* _Текст страницы_:
До осени 1932 года, когда начал действовать Закон, смертников в тюрьме было не так уж много. Их убивали следующим образом. В тюрьму въезжал фургон с бригадой палачей. Все, как выразился рассказчик, были «пьяные и красномордые». Командовал ими латыш гигантского роста (Мнев назвал и фамилию, да я ее, к несчастью, забыл). Этот «бригадир» садился за столик в проходной будке тюрьмы, «ассистенты» стояли в сторонке. Выводили осужденного, и латыш, заглядывая в личное дело, спокойным и доброжелательным тоном опрашивал его – имя, время и место рождения, состав семьи и так далее. Это обязательная процедура перед казнью, ибо надо убедиться в самоличности смертника. Но палач вел опрос так, что у несчастного рождалась надежда: вдруг это какой-нибудь начальник, способный изменить его судьбу.

В какой-то момент латыш доставал портсигар и протягивал осужденному – не желаете ли закурить. Это был сигнал. Не успевал человек протянуть руку к папиросе, как двое сзади хватали его за руки, выворачивали и защелкивали наручники, а третий сразмаху вбивал в рот резиновый кляп. В таком виде осужденного бросали в фургон, и «бригада» уезжала, чтобы где-то в глухом месте раздеть и расстрелять жертву.

Как видите, довольно долгая история. И когда осенью 1932 года смертники стали прибывать десятками ежедневно, их до исполнения приговора приходилось держать в камерах по много дней. Гиганту-латышу было приказано «усилить темп». Он стал брать не по одному человеку, как прежде, а по два, потом по четыре. Скоро вместо одной «бригады» стало две, но и они не справлялись с «работой». Тогда дело было реорганизовано коренным образом. Для расстрелов приспособили подвал тюрьмы – Мнев, как бухгалтер, помнил, что были отпущены специальные средства на «реконструкцию подвальных помещений и строительство охлаждаемого морга».

* _Задача для решения_:
Продолжите рассказ о казнях смертников в тюрьме, начав сразу после его последнего предложения. Приведённые далее данные здесь не понадобятся.

* _Приведённые данные_:
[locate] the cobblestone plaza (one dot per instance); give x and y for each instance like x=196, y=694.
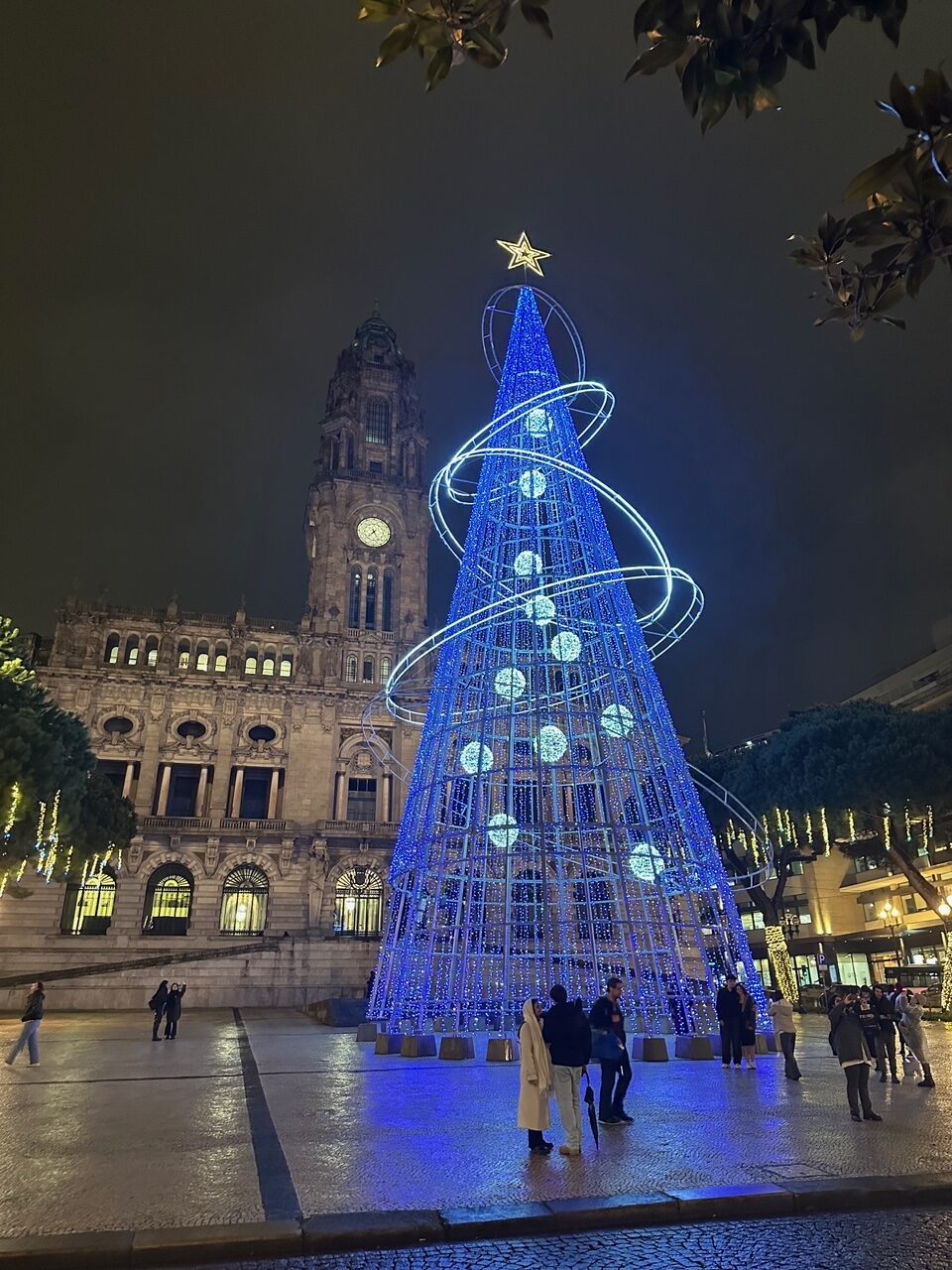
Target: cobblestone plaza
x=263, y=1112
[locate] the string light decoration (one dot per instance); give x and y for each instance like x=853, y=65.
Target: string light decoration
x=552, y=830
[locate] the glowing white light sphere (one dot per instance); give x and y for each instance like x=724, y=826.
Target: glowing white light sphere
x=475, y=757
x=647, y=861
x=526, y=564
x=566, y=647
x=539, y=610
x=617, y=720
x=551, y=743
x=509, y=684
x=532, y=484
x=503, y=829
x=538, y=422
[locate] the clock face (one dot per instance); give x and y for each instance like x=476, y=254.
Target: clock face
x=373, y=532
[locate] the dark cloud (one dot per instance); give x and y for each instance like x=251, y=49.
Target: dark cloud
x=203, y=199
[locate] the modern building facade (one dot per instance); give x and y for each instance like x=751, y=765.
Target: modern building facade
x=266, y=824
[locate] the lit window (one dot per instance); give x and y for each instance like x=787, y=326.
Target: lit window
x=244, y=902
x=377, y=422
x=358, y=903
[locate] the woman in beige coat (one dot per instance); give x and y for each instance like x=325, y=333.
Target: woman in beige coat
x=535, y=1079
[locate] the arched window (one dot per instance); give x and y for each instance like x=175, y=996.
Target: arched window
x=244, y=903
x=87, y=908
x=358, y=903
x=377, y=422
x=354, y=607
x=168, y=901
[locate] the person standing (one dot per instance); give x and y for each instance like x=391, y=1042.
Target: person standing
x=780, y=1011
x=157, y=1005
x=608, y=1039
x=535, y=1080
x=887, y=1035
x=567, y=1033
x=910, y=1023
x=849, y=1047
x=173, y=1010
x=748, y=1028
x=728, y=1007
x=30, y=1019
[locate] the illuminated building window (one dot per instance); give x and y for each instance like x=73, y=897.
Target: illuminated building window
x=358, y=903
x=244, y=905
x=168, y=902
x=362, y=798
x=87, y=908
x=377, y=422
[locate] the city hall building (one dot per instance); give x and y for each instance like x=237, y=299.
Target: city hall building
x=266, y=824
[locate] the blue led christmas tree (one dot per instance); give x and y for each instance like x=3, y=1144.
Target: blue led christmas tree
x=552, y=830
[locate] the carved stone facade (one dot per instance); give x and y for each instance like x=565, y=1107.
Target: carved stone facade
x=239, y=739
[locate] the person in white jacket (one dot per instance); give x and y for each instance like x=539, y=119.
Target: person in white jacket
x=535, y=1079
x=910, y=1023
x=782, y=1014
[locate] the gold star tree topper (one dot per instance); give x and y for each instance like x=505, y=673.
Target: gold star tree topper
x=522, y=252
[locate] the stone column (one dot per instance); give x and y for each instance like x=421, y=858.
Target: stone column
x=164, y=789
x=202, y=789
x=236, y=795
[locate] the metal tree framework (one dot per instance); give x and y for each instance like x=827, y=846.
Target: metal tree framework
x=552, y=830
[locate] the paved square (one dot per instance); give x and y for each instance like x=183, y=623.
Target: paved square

* _Решённая задача_:
Теперь все обставлялось проще. Трое-четверо надзирателей вызывали жертву из камеры смертников. Часто люди шли спокойно, потому что было известно: некоторым смертникам тогдашняя верховная власть – Президиум ВЦИК – заменяла казнь десятилетним заключением. И вызов из камеры не означал обязательно смерть, это мог быть и перевод в другую камеру в связи с помилованием. Надежда – она ведь живет в человеке до последнего вздоха...

Казнимого приводили в подвал и заявляли, что сейчас будет обыск. Арестант, привыкший к порядку обыска, немедленно раздевался догола. Его для вида, действительно, обыскивали, затем возвращали только нижнее белье и в таком виде опрашивали. По окончании опроса ему объявлялось: «Президиум ВЦИК отклонил ваше ходатайство о помиловании». Только в этот момент надежда покидала смертника, и вот тут обычно требовались наручники и кляп. Все это было наготове, и жертву немедленно вталкивали в звуконепроницаемую камеру-коридор, где дежурный офицер (почему-то непременно офицер) стрелял в затылок, а дежурный врач констатировал наступление смерти. Тем временем шел обыск следующего осужденного.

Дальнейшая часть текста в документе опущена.